Image point grounding data:
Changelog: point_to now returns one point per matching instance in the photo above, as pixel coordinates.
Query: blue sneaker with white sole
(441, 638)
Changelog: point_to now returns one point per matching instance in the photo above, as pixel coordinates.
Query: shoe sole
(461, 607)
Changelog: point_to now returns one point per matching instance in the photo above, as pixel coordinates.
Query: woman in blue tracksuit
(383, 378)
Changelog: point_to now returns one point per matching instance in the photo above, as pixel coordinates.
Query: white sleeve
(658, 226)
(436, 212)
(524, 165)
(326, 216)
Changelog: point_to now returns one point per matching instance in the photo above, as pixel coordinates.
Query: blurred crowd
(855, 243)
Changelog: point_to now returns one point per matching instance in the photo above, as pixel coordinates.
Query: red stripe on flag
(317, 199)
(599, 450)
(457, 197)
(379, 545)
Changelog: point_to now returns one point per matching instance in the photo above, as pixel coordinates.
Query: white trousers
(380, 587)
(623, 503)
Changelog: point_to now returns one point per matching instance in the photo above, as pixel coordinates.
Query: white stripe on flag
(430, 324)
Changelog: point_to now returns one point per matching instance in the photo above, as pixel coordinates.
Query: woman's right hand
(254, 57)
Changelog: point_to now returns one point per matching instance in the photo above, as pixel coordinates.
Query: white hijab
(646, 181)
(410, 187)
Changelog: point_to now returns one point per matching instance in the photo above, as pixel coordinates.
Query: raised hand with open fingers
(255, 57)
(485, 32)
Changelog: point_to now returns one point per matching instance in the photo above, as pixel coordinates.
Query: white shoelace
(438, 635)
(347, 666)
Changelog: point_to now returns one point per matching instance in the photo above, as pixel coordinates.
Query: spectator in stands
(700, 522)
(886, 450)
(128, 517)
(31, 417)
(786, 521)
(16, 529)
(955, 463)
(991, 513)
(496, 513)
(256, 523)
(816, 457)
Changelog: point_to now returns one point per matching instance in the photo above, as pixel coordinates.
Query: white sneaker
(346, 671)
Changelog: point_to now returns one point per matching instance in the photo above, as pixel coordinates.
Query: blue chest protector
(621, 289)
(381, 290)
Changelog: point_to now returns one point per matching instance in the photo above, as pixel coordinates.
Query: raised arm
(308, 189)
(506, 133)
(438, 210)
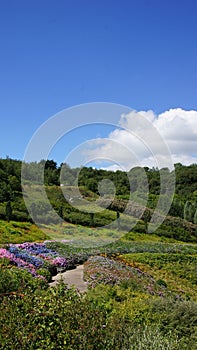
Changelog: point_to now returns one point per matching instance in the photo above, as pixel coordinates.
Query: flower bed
(33, 256)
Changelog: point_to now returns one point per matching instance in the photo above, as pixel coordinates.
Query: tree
(8, 211)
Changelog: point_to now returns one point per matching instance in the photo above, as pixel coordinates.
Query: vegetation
(141, 287)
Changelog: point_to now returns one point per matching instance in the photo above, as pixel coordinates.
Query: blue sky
(57, 54)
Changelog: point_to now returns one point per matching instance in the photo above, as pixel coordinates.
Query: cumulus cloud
(147, 139)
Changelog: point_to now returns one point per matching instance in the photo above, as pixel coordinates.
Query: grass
(19, 232)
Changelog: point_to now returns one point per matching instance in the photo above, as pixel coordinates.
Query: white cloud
(142, 136)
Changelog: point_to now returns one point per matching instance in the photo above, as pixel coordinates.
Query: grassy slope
(18, 232)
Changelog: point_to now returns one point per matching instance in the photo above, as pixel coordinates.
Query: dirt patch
(72, 278)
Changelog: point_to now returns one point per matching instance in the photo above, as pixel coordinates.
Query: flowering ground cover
(33, 257)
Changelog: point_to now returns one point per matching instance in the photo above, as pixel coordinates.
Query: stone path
(72, 278)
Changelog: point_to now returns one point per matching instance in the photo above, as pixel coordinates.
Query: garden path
(72, 278)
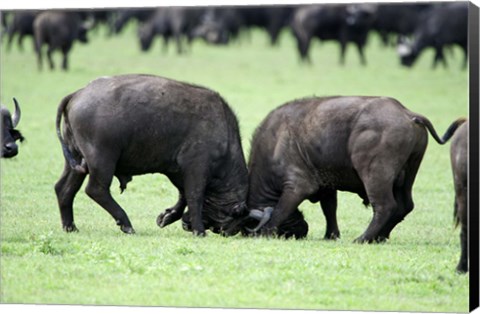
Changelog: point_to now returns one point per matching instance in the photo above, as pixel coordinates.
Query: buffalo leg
(328, 202)
(65, 51)
(404, 207)
(49, 57)
(439, 57)
(286, 206)
(38, 49)
(402, 191)
(379, 190)
(461, 213)
(172, 214)
(66, 188)
(195, 184)
(363, 60)
(343, 51)
(98, 188)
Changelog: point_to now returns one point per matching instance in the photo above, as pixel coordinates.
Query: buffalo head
(9, 134)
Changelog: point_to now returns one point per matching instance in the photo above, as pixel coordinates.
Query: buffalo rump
(311, 148)
(136, 124)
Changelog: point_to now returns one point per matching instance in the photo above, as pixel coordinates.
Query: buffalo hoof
(362, 240)
(70, 228)
(199, 233)
(268, 232)
(332, 236)
(166, 218)
(127, 230)
(462, 268)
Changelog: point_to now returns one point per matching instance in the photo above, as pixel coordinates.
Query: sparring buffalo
(314, 147)
(131, 125)
(58, 30)
(9, 134)
(459, 161)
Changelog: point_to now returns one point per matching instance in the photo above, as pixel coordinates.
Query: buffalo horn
(264, 217)
(16, 114)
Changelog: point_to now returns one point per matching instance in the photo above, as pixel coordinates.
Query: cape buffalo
(459, 160)
(342, 23)
(58, 30)
(22, 24)
(131, 125)
(9, 134)
(313, 147)
(439, 27)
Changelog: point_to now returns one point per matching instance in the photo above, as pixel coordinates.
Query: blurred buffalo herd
(409, 28)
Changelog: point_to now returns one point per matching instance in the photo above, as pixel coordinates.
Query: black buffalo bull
(311, 148)
(136, 124)
(459, 161)
(9, 134)
(58, 31)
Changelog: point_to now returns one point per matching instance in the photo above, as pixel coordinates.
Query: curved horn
(16, 114)
(263, 217)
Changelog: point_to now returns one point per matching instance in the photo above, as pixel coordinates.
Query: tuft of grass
(414, 271)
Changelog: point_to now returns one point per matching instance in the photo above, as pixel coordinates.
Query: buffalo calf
(311, 148)
(131, 125)
(9, 134)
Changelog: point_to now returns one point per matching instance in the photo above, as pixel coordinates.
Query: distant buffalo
(58, 30)
(440, 27)
(459, 161)
(131, 125)
(21, 25)
(170, 22)
(9, 134)
(342, 23)
(313, 147)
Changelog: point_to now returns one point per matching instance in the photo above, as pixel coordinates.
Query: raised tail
(81, 168)
(448, 134)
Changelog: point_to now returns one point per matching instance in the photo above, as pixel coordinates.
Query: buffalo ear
(16, 114)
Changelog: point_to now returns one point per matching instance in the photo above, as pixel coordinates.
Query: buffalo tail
(81, 168)
(448, 134)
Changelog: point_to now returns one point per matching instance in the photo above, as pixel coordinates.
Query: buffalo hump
(313, 147)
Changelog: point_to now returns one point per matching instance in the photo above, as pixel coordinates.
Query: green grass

Work instructions:
This task calls for the records to be copied exactly, without pictures.

Exercise output:
Changelog: point_to now returns one point per matching instance in the photo above, as pixel coordinates.
Query: blue sneaker with white sole
(441, 638)
Changelog: point_to now returns one point per matching instance in the photo above, as pixel coordinates.
Query: shoe sole
(461, 607)
Changelog: point_to now returns one point per matching instance in the photo above, as pixel coordinates.
Query: woman in blue tracksuit
(383, 378)
Changelog: point_to now returns one point per matching instance in the photo above, as pixel coordinates.
Query: white sleeve
(658, 226)
(436, 212)
(524, 165)
(326, 216)
Changelog: point_to now returns one point per matching instance in the photo above, as pixel coordinates.
Query: blurred crowd
(855, 243)
Changelog: point_to now returns one point per matching instance in the photo above, as pixel coordinates.
Query: red stripe on flag
(317, 199)
(599, 450)
(457, 197)
(379, 545)
Changelog: point_to now returns one point per matching instance in the photo above, as pixel coordinates.
Query: white trousers
(380, 587)
(623, 503)
Changelog: point_to now returns one point per matching instance in the photo above, as pixel coordinates.
Query: white stripe on flag
(430, 324)
Changelog: point_to now returns one point per matching instance in the photo above, as pixel coordinates.
Query: woman's right hand
(254, 57)
Changelog: point_to now returns one point per matching instance in the photo above, as pixel coordinates.
Query: white hijab
(646, 181)
(410, 187)
Changelog: point_to now returns one point per matching instance in the photo above, as pixel coordinates.
Query: raised hand with open fingers
(255, 57)
(485, 32)
Changelog: point_to now returns one point per matching instance in the photo above, as pixel coordinates.
Query: white shoelace
(438, 635)
(347, 666)
Changelog: point_to now returns one point per matching instance in the photo above, as pixel coordinates.
Query: spectator in stands
(700, 522)
(886, 450)
(128, 517)
(31, 417)
(786, 521)
(16, 529)
(955, 463)
(991, 513)
(496, 513)
(256, 523)
(816, 457)
Changelog: point_to now returns one point per matching instance in the photo above, as pixel coordinates.
Query: white sneaker
(346, 671)
Changelog: point_to now returns one point per matching instance in the photo above, as pixel coordinates.
Query: blue chest protector
(621, 289)
(381, 290)
Changelog: point_to now returns one point per matching instance in the photo above, as pixel coordinates.
Query: raised arm
(308, 189)
(506, 133)
(438, 210)
Changelog: point_to now returns one point per matching instance in the photo above, as pixel coordinates.
Query: flower bed
(33, 256)
Changelog: point_to now returns one point per matching instance in the photo above, as pixel coordinates.
Query: tree
(8, 211)
Changelog: point_to now returns one point per matching instance in the photo above, as pixel coordinates.
Query: vegetation
(141, 287)
Changelog: point_to now returns one point per matching instance in the photo above, as pixel coordinates.
Query: blue sky
(57, 54)
Changelog: point_to now returns one point per matching instance in the photo above, as pixel coordinates.
Query: cumulus cloud
(147, 139)
Changelog: point_to now returns one point per matching instance in the photo above, as pixel coordinates.
Query: grass
(19, 232)
Changelog: point_to now returns one point per matching instance in the photo above, as pixel coordinates.
Query: white cloud
(142, 136)
Changelog: point_to now returns one point per matching instance in the photo above, as pixel coordinates.
Query: grassy slope
(18, 232)
Changelog: point_to now returns one point per matching instance in the photo above, as pixel coordinates.
Query: dirt patch
(72, 278)
Changelog: point_to now returns one point per matching instance in the photo above, as pixel coordinates.
Query: flowering ground cover
(33, 257)
Changelog: point_to now returns one point per matching instance in the photo above, as pixel coordinates.
Query: stone path
(72, 278)
Changelog: point_to now returns one point per matching instance in the photo above, as pixel coordinates.
Query: garden path
(72, 278)
Changelog: point_to now returns one point per matching instance in the photo above, as pixel coordinates.
Query: buffalo leg
(328, 202)
(65, 51)
(404, 207)
(49, 57)
(439, 57)
(286, 206)
(38, 49)
(402, 191)
(379, 190)
(461, 213)
(172, 214)
(66, 188)
(195, 184)
(363, 60)
(343, 51)
(98, 188)
Changelog: point_to now returns one point per matching instance in the photo above, as pixel coordinates.
Query: buffalo head
(9, 134)
Changelog: point_to now returns one point per matching instance in the photo above, as pixel coordinates.
Query: buffalo rump
(311, 148)
(136, 124)
Changelog: point_to now returns one point per matching instance in the photo above, as pixel coordinates.
Query: buffalo hoof
(362, 240)
(70, 228)
(199, 233)
(268, 232)
(332, 236)
(166, 218)
(127, 230)
(462, 268)
Changelog: point_to now returns one point per matching instance in the photo above, as pixel coordinates.
Query: sparring buffalo
(314, 147)
(131, 125)
(58, 30)
(9, 134)
(459, 161)
Changelog: point_to now returns one point per matching instance in the photo above, as pixel coordinates.
Query: buffalo horn
(264, 217)
(16, 114)
Changelog: point_to now returns one point per matching instance in the photo above, as pixel coordinates.
Query: cape buffalo
(459, 160)
(342, 23)
(58, 30)
(22, 24)
(131, 125)
(9, 134)
(313, 147)
(439, 27)
Changelog: point_to now returns one point per matching instance in the photo above, as pixel coordinates.
Query: blurred buffalo herd
(409, 28)
Changelog: point_to now returns one point per matching instance in the photo above, as pixel coordinates.
Query: black buffalo bull
(311, 148)
(136, 124)
(459, 161)
(9, 134)
(58, 31)
Changelog: point_to now returns one point per matching instance in the photo above, as pixel coordinates.
Query: curved horn
(16, 114)
(263, 217)
Changelog: point_to now returns one point per matching instance in the photo above, as pixel coordinates.
Query: tuft of grass
(414, 271)
Changelog: point_to now returns one point per matching instance in the photo above, as pixel coordinates.
Query: buffalo calf
(311, 148)
(131, 125)
(9, 134)
Changelog: point_to now returns one point per matching instance in the photo above, as pixel coordinates.
Query: distant buffalo
(58, 30)
(440, 27)
(459, 161)
(131, 125)
(21, 25)
(170, 22)
(9, 134)
(342, 23)
(313, 147)
Changelog: point_to now returns one point per matching instance in the photo above, as pixel coordinates.
Query: raised tail
(81, 168)
(448, 134)
Changelog: point_to now returns one point per matching instance in the photo above, as pixel coordinates.
Query: buffalo ear
(16, 114)
Changelog: point_to now returns one point per matching instance in the photo above, as pixel coordinates.
Query: buffalo tail
(81, 168)
(448, 134)
Changelog: point_to now returns one point per matching instance in the photo above, as pixel coordinates.
Query: buffalo hump
(313, 147)
Changelog: point_to now returns one point per matching instance in the photo above, as pixel coordinates.
Query: green grass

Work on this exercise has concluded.